**EXERCISE BRIEF**
Leave out the pictures and set down the rest of the listing below word for word.

(MATERIAL TO PROCESS Opens)

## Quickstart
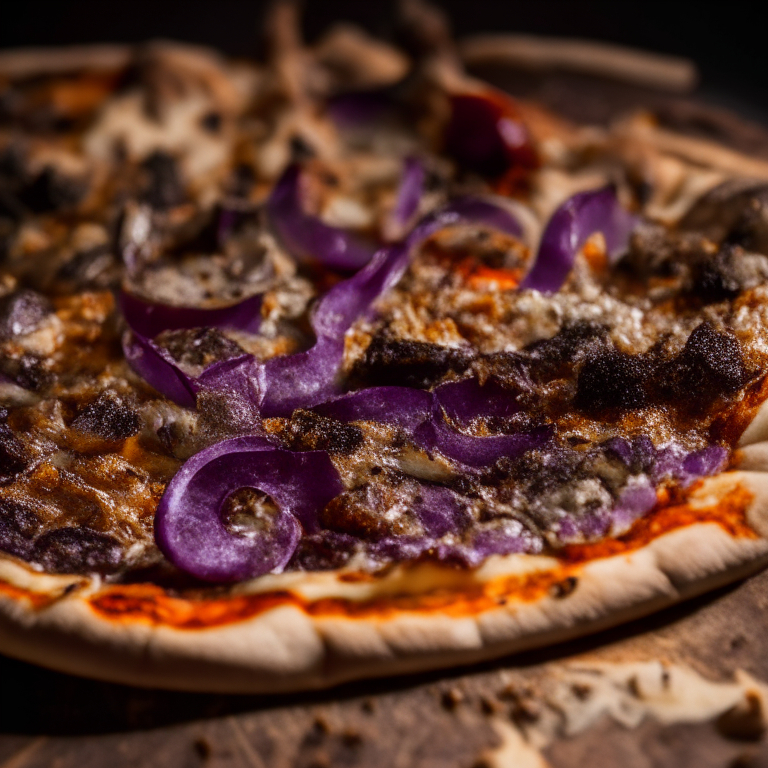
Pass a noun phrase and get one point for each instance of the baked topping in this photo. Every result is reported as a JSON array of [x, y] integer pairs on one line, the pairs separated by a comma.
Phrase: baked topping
[[239, 334]]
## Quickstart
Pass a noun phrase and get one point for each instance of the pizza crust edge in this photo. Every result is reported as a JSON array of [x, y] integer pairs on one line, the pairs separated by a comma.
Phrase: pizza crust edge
[[287, 649]]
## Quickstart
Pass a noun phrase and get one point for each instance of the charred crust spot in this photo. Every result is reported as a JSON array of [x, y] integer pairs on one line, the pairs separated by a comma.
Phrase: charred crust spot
[[419, 364], [18, 526], [199, 346], [77, 550], [164, 188], [21, 312], [611, 380], [510, 369], [308, 431], [52, 191], [28, 371], [13, 455], [211, 121], [710, 366], [564, 588], [362, 512], [716, 279], [243, 180], [552, 358], [91, 268], [107, 417]]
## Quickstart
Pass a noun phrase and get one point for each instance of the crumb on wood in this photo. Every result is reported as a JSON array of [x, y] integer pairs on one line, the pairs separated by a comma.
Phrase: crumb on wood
[[351, 738], [581, 691], [451, 698], [738, 642], [489, 705], [202, 748], [317, 732], [744, 760], [525, 711], [744, 722]]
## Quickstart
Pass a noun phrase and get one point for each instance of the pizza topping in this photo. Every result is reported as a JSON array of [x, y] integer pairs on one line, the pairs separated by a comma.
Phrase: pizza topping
[[108, 418], [485, 134], [22, 312], [419, 364], [579, 217], [76, 550], [13, 454], [452, 399], [150, 319], [306, 237], [195, 349], [188, 523]]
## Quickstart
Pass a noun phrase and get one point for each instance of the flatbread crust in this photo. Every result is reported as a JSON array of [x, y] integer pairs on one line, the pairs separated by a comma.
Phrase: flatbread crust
[[312, 630], [296, 631]]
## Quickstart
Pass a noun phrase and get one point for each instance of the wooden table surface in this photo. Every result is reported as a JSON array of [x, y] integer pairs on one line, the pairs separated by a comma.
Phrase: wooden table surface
[[439, 720]]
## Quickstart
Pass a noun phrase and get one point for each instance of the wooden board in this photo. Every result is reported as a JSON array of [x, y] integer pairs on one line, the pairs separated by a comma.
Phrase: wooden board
[[441, 720]]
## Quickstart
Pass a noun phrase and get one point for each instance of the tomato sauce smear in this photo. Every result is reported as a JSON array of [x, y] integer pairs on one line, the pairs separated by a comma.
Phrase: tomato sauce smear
[[150, 604]]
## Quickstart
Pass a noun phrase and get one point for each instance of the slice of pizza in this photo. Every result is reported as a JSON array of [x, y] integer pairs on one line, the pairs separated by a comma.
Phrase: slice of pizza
[[350, 365]]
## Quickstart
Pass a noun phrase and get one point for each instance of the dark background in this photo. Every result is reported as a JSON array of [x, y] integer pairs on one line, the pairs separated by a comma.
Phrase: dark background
[[727, 40]]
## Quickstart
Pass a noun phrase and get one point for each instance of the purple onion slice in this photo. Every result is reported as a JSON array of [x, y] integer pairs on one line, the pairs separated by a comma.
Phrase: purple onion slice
[[306, 237], [150, 319], [571, 225], [301, 380], [188, 525], [471, 451], [158, 369]]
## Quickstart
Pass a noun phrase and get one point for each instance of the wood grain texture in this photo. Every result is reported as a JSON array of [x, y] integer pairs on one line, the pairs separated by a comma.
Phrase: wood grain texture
[[427, 721]]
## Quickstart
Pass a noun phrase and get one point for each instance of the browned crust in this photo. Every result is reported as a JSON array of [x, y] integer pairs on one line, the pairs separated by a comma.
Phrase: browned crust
[[151, 604]]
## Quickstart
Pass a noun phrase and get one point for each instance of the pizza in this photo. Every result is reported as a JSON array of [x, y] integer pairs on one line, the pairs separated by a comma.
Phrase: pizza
[[348, 364]]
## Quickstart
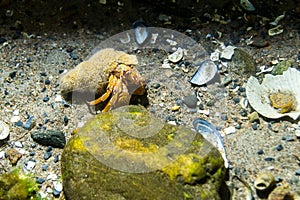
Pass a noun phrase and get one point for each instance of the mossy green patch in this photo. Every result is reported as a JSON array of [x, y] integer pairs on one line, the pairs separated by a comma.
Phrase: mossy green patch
[[16, 185], [129, 154]]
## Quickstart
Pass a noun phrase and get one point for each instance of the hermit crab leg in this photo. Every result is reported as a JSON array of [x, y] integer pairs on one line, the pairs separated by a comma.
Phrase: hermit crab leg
[[111, 84]]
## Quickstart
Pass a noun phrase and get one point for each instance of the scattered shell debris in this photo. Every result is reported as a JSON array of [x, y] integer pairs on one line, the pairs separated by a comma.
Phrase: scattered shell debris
[[4, 130], [277, 96], [210, 133], [205, 73]]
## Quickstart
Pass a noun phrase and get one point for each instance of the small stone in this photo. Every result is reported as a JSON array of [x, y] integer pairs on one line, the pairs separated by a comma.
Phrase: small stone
[[15, 119], [46, 99], [255, 126], [47, 155], [224, 117], [229, 130], [260, 152], [18, 144], [30, 165], [279, 147], [40, 180], [13, 156], [66, 120], [56, 158], [288, 138], [47, 82], [49, 138], [190, 101], [29, 124], [2, 154], [45, 167], [175, 108], [269, 159], [253, 117], [49, 148]]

(MATERIAL TO PROCESS Closes)

**ANSWER AREA**
## Quickstart
Pass a noun phrase and get one point for each instance of the baked topping in this photo. Every result is reported as a JSON array of [x, y] integer pairs on one line, the pairs separated by a comma.
Phrase: baked topping
[[239, 334]]
## Quickstart
Pass a noun phrase and get one point for each instance of the pizza crust edge in this photo. Every result is reported as a JSON array of [x, y] integer pairs on one line, the pairs separated by a comma.
Phrase: pizza crust edge
[[287, 649]]
## Quickstart
Pass a noun phrase and get one point for each instance of the charred crust spot in this photo. Every result is reported as a JSON array of [x, y] integer pairs on one line, the pairs separated by a comma.
Phrase: charred crust spot
[[419, 364], [18, 526], [199, 346], [77, 550], [164, 188], [21, 312], [611, 380], [510, 369], [308, 431], [52, 191], [28, 371], [13, 455], [211, 121], [710, 366], [564, 588], [362, 512], [716, 279], [243, 180], [552, 358], [91, 268], [107, 417]]
## Quickstart
Pass a noun phrase and get one point for each instance of the crumb on wood in this photo. Every result is reported as a JSON array of [x, y] integer pairs on one line, the pairs separated by a comma.
Phrase: crumb on wood
[[351, 738], [581, 691], [451, 698], [738, 642], [489, 705], [202, 748], [317, 732], [744, 760], [525, 711], [744, 722]]
## Quickstart
Pass a noun phrase and get one point for each instance of the pizza topping in this photo. Every result is reported as a JSON array of [x, y] integer pairs on one line, the pairs separated by a comma.
Phrase: pizza topping
[[108, 418], [485, 134], [22, 312], [419, 364], [579, 217], [76, 550], [13, 454], [452, 399], [150, 319], [306, 237], [195, 349], [188, 523]]
## Quickstart
Pass a noun phrase and get one point for each instance of the flatbread crust in this photo. Every result is reported as a JSON array of [x, y] integer pairs on one line, the pairs separated by a comma.
Phrase: flatbread crust
[[312, 630], [296, 631]]
## Quickstart
Pass a noun phrase and get one point for each instance of the wooden table surface in this photo. Every result is reported as a JSON array of [x, y] integer pairs on one line, the pairs separated by a comma.
Phrase: wooden table surface
[[439, 720]]
## Quickstart
Pass a noun phrase and get one point for each instance of the wooden board in this photo. Every result is reported as a JSON array of [x, y] integer pairs on one line, the pairs separated by a comma.
Phrase: wooden board
[[441, 720]]
## Quickstart
Pass a noun phrase and get one point for each instance of the tomato sauce smear in this photo. Every result is reported as a JSON array of [x, y] integer pairs on one line, the pairs separated by a comma.
Phrase: tomato sauce smear
[[150, 604]]
## Quickstart
Pass a noun phrase and get one point for each instance of the slice of pizza in this photo. Every result is reported as a JSON array of [x, y] integer pairs on one line, the pairs separated by a comma.
Phrase: slice of pizza
[[350, 365]]
## Quickstart
Pass a noun phrase and get one point for each instance of the dark background in this photo. Every result is reported as a JSON array of [x, y] integer pairs on one line, the pairs separated by a comma.
Phrase: dark background
[[727, 40]]
## Quickstart
Pass a noun phrase and get one point for each instance of the purple onion slice in this photo. Every result is reported as a JSON array of [x, y] integer pairs on one line, the pairs separated by a comma.
Phrase: purple onion slice
[[306, 237], [150, 319], [571, 225], [301, 380], [188, 525], [471, 451], [158, 369]]
## Quickstart
Pass a noun phrase and get one point for each instance of the wood grain texture in this photo. Every result is reported as a JSON array of [x, y] integer pairs on one line, the pairs separated by a comma.
Phrase: wood grain texture
[[427, 721]]
## Quickstart
Pass a noun phrase and get one point for each instance of the browned crust in this photo. Every result is reported as a JSON array of [x, y] integer pairs on one line, the pairs separated by a comma.
Phrase: browned crust
[[151, 604]]
## Quickstart
Pass a noun phrase and get one point for each instance of the pizza in this photo. Every result is reported as a JSON array of [x, y] integer pairs on one line, the pairs separated by a comma.
Phrase: pizza
[[348, 364]]
## Quickstart
Pass a noun phrase and get one point for each instance of the mossy green patch in this photo. Every result is reported as a JSON array of [x, y] integer pairs on one line, the pairs separated by a comma.
Phrase: mossy green patch
[[16, 185], [129, 154]]
## Quickstart
Pass a noun phrase and get one point for each instance of the hermit crab leg in this photo. Every result is reported as a JSON array of [x, y] integer pairs on one line, the pairs separated by a comma.
Phrase: hermit crab leg
[[111, 84]]
## Quickstart
Pass a noun phrase and get one point for each instance of the scattered shell debris in this photo. Every result is reported as a JSON array of [x, y] integer pairs on one line, the pairs separated by a comma.
Phrase: scattered shell debris
[[4, 130], [277, 96], [210, 133], [205, 73]]
## Quickstart
Pass a noun phrase and get one point for each instance of the small stone in this photo. Every result is reported as a JSON array of [x, y] integer pairs on one line, the pairs separated by a comma.
Phrase: small stone
[[15, 119], [46, 99], [255, 126], [47, 155], [224, 117], [229, 130], [260, 152], [18, 144], [30, 165], [279, 147], [40, 180], [13, 156], [66, 120], [56, 158], [288, 138], [47, 82], [49, 138], [190, 101], [29, 124], [2, 154], [45, 167], [175, 108], [269, 159], [253, 117], [49, 148]]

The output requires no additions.